▶ _Page extract_

####

By Jaime León
Shiraz, Iran, Apr 24 (EFE).- There is a saying in Iran that every household has a copy of the Quran and a book by the poet Hafez, and for once this saying is not far from reality.
The 14th-century Persian poet remains to this day a cultural icon who evokes mass devotion.
The Tomb of Hafez, situated in a complex of serene rose gardens in the southern city of Shiraz, has become a spiritual and borderline religious pilgrimage point for devotees.
“His poems are sacred to me,” Shahrzad Mohammad, a woman dressed in elegant white, tells Efe between poetry recitals on the steps of the tomb, where she is joined by two friends.
Around the Tomb of Hafez, a pen name for Khwāje Shams-od-Dīn Mohamad, devotees take selfies, pay their respects to the literary figure and recite his poetry aloud while others simply stroll around the gardens to catch a break from the hustle and bustle of vibrant Shiraz.

####

▶ _Records provided_
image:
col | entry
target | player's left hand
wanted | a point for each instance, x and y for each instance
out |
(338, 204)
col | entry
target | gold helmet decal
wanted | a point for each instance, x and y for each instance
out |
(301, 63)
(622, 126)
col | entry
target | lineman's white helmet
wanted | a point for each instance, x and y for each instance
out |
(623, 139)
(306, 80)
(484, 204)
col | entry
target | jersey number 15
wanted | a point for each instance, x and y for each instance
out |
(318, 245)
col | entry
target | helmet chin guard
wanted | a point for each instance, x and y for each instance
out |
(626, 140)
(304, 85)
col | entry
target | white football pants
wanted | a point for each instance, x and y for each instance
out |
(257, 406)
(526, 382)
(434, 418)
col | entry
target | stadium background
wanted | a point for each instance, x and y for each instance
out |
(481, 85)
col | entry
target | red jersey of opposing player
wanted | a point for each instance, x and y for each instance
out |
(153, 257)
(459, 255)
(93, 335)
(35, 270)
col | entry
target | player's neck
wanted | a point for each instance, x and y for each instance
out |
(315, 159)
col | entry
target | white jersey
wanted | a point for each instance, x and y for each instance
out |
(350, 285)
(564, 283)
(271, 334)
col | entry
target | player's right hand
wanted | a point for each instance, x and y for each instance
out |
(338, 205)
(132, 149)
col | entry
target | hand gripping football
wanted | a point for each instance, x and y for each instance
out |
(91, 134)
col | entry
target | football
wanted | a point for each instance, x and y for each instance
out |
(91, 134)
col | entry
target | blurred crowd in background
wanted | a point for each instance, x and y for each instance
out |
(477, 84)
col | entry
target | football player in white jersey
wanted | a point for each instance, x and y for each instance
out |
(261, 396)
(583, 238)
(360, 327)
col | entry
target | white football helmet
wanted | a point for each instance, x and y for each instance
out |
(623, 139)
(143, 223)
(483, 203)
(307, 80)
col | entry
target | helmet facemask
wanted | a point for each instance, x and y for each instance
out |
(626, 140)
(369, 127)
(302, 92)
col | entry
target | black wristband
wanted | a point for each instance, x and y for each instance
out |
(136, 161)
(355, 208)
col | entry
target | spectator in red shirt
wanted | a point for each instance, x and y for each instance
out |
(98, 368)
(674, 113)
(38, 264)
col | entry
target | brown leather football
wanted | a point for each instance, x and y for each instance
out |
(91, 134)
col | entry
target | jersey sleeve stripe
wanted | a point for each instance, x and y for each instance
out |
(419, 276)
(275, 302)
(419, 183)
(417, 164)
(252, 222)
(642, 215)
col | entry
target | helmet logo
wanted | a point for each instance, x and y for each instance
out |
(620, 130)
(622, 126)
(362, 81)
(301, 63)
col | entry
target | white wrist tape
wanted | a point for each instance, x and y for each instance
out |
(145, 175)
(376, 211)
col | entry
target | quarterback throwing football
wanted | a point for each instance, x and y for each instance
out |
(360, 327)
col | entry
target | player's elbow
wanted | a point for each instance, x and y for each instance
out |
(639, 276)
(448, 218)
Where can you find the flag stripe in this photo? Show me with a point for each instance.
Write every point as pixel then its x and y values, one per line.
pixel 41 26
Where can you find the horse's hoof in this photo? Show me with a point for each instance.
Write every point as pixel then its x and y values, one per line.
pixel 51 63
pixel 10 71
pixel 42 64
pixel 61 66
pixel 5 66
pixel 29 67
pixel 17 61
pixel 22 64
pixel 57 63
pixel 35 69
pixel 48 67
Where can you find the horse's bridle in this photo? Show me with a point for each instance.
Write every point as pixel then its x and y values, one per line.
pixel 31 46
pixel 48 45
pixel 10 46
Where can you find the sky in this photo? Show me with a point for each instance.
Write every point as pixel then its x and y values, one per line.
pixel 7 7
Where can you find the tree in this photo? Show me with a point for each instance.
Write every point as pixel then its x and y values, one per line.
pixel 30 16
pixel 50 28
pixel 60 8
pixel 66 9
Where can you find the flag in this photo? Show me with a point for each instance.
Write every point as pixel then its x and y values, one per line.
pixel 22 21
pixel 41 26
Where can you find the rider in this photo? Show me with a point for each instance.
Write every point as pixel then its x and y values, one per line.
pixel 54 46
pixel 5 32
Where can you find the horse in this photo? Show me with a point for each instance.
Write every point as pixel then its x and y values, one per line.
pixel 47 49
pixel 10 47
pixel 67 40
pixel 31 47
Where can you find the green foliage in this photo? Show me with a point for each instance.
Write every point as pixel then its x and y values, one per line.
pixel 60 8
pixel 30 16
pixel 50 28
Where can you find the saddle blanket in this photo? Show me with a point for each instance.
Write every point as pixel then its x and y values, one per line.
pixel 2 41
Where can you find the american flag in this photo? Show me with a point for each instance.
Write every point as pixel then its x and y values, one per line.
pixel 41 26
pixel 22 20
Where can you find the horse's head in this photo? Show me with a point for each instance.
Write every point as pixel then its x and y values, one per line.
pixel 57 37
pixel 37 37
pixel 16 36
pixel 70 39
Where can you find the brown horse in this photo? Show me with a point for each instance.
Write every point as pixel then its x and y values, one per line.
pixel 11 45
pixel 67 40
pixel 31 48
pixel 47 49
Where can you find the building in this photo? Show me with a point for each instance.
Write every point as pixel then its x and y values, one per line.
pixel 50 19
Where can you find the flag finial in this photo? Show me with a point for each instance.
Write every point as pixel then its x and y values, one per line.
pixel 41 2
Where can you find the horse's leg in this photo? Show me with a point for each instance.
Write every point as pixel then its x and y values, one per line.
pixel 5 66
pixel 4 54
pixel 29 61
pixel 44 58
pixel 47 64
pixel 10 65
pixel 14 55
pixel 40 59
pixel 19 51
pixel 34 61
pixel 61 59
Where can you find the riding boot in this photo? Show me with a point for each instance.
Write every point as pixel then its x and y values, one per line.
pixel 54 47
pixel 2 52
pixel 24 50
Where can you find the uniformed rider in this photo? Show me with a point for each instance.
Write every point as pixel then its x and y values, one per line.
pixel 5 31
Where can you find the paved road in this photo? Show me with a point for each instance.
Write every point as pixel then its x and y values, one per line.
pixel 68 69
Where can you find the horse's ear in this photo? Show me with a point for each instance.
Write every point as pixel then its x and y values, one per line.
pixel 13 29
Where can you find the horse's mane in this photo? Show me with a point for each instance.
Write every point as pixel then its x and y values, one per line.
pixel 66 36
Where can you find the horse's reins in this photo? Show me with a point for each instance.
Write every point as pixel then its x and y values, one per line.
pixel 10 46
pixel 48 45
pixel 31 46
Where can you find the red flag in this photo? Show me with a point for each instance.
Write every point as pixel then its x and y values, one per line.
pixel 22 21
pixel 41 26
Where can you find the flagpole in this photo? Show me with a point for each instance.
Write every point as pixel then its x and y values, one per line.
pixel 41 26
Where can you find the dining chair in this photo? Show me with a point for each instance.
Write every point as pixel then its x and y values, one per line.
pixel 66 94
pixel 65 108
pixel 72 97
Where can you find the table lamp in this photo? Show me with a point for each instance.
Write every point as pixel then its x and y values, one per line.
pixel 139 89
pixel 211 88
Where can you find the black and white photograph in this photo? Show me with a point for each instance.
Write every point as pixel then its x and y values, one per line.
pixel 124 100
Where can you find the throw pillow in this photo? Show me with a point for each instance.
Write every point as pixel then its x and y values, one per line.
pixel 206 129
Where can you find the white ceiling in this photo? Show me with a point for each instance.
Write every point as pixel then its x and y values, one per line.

####

▶ _Directions for this task_
Copy out the full report on the Tomb of Hafez in Shiraz word for word, from the byline to its final sentence.

▶ _Task solution_
By Jaime León
Shiraz, Iran, Apr 24 (EFE).- There is a saying in Iran that every household has a copy of the Quran and a book by the poet Hafez, and for once this saying is not far from reality.
The 14th-century Persian poet remains to this day a cultural icon who evokes mass devotion.
The Tomb of Hafez, situated in a complex of serene rose gardens in the southern city of Shiraz, has become a spiritual and borderline religious pilgrimage point for devotees.
“His poems are sacred to me,” Shahrzad Mohammad, a woman dressed in elegant white, tells Efe between poetry recitals on the steps of the tomb, where she is joined by two friends.
Around the Tomb of Hafez, a pen name for Khwāje Shams-od-Dīn Mohamad, devotees take selfies, pay their respects to the literary figure and recite his poetry aloud while others simply stroll around the gardens to catch a break from the hustle and bustle of vibrant Shiraz.